AIM OF THE EXERCISE:
Using the listing below, print exactly everything from the line with "Every instance of the tree trunk" down to the line with "Every instance of the eucalyptus", both included, and nothing more.

RECORDS FOR THE EXERCISE:
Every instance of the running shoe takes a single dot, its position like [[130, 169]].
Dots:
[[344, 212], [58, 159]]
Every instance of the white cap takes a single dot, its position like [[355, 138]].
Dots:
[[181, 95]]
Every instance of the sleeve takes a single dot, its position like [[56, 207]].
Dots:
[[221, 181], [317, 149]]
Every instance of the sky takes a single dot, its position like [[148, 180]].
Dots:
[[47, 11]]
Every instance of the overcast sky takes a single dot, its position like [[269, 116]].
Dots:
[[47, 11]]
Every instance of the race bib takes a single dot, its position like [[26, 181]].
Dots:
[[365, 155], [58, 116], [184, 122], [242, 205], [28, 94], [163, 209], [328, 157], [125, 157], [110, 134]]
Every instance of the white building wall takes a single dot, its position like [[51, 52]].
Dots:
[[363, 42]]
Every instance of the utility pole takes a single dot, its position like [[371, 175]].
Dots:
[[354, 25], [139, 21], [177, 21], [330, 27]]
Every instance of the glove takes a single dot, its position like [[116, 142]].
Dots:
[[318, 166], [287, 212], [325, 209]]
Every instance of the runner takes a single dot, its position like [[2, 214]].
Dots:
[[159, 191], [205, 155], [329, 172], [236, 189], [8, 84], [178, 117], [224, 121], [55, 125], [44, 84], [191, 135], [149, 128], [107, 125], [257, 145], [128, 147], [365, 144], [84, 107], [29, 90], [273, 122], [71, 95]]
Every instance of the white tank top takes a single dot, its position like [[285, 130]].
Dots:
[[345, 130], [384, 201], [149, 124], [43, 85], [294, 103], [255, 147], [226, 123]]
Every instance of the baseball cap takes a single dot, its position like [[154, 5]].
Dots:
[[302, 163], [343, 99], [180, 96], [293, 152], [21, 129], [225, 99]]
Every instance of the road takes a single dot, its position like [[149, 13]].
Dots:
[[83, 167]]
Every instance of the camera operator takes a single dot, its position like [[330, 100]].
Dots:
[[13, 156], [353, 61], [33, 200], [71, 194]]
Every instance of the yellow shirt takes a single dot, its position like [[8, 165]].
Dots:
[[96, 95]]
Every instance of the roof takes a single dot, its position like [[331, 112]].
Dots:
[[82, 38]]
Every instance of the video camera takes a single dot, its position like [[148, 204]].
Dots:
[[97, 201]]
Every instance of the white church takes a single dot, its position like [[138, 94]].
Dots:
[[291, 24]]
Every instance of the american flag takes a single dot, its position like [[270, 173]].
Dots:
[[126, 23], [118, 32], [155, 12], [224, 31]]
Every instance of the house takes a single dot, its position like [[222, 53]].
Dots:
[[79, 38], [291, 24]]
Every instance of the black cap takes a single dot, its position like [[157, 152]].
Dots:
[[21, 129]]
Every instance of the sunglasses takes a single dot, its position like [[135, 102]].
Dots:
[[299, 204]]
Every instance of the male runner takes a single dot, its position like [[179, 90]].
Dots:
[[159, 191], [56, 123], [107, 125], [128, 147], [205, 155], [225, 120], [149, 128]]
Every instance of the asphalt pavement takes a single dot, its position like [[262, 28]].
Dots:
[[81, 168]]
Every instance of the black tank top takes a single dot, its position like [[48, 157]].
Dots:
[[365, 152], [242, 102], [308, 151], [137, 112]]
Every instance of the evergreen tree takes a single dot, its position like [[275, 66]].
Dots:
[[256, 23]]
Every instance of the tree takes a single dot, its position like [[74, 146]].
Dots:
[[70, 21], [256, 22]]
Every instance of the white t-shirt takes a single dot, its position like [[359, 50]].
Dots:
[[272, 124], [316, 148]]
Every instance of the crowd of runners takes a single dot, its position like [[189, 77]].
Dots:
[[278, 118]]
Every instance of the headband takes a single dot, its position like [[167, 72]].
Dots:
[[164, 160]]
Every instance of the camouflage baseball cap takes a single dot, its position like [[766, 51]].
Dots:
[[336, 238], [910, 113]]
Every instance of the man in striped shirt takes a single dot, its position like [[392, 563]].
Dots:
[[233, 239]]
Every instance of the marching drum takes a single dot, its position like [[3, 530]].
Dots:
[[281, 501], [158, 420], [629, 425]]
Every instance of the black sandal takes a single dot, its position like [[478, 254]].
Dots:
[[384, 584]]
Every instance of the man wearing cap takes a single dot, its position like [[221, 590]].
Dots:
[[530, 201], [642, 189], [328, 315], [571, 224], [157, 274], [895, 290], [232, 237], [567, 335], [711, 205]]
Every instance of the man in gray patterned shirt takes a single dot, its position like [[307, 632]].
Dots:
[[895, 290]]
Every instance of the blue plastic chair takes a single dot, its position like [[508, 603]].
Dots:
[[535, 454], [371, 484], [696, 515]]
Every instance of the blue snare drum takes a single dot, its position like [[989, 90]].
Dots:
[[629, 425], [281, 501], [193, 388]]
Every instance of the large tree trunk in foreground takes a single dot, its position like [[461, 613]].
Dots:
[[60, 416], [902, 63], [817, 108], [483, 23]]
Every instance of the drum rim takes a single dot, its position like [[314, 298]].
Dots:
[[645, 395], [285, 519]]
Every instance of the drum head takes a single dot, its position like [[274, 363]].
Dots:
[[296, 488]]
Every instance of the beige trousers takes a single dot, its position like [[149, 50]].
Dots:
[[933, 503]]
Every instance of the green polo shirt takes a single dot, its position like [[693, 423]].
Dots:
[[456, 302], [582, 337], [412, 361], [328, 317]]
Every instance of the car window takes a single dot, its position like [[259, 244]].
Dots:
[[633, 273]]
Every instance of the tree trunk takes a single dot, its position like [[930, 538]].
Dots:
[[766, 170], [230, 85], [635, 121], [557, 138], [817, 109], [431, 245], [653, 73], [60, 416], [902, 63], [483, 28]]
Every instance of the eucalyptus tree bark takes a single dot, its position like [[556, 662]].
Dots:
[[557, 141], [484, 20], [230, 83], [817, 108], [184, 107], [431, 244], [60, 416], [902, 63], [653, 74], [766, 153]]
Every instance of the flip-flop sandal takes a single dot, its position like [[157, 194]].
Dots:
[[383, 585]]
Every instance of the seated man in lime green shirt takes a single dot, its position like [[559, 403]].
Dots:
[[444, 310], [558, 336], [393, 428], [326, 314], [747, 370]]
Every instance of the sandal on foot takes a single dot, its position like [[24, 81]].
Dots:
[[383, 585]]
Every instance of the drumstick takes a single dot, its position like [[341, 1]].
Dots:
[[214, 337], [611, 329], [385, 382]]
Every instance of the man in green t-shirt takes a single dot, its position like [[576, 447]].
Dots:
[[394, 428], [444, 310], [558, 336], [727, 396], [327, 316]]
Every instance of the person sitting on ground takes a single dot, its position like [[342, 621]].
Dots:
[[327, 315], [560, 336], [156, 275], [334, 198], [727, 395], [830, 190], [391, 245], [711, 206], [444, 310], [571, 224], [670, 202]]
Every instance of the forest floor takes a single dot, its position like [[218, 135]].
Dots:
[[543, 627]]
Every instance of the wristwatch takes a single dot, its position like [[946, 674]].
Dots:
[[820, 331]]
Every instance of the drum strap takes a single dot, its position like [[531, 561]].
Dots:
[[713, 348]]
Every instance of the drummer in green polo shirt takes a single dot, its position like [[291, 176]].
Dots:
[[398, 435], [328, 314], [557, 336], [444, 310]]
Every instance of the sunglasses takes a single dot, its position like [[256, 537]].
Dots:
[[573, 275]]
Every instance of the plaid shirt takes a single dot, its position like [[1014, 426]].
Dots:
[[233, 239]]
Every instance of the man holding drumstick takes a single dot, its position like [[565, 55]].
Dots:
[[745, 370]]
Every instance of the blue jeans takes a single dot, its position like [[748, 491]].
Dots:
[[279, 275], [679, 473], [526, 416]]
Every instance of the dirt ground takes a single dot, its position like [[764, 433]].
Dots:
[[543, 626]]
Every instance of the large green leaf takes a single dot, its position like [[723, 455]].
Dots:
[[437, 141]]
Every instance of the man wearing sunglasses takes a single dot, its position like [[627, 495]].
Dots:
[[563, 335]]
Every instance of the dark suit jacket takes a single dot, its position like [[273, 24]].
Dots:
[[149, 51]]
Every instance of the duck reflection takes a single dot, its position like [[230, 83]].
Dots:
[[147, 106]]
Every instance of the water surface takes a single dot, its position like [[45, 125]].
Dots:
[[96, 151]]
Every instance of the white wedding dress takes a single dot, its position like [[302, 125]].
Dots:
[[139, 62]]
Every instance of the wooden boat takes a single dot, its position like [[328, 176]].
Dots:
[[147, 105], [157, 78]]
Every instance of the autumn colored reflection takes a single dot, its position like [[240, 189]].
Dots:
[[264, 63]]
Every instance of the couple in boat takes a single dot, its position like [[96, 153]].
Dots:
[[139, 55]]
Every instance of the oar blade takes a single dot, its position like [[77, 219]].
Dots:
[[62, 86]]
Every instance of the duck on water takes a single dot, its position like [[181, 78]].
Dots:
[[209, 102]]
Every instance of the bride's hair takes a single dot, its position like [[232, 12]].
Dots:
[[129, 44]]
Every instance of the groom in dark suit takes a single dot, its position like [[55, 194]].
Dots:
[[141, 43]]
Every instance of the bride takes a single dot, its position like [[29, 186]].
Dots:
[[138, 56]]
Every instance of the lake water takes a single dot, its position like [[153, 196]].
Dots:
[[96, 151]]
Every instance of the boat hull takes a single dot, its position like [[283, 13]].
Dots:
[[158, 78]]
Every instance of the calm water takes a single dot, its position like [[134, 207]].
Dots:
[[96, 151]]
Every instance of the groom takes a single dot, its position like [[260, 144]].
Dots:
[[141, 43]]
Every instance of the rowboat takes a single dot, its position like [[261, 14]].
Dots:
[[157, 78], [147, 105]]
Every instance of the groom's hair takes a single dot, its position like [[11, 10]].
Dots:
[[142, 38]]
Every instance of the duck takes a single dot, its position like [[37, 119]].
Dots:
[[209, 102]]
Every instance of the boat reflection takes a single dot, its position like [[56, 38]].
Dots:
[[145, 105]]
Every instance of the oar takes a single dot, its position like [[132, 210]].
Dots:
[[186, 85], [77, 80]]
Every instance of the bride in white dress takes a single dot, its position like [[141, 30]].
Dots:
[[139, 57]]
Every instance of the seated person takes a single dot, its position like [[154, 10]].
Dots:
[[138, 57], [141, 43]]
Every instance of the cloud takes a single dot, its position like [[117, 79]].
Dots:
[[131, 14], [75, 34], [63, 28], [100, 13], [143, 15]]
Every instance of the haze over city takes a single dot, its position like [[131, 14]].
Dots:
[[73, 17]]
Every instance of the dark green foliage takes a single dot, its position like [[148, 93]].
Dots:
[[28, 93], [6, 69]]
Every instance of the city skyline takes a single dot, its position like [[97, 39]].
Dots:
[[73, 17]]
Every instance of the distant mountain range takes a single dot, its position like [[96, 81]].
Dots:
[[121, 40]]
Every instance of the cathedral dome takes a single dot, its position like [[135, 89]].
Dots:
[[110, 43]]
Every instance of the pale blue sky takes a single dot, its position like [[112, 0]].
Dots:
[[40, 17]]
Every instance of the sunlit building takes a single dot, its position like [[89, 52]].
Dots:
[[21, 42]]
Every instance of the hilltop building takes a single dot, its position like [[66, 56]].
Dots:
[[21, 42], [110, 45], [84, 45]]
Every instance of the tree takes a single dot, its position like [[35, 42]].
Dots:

YOUR RESPONSE:
Every instance of the tree trunk takes a single dot, its position like [[930, 538]].
Dots:
[[766, 170], [230, 85], [635, 121], [557, 138], [817, 109], [431, 245], [653, 73], [60, 416], [902, 63], [483, 28]]
Every instance of the eucalyptus tree bark takes a single dot, its position like [[556, 662]].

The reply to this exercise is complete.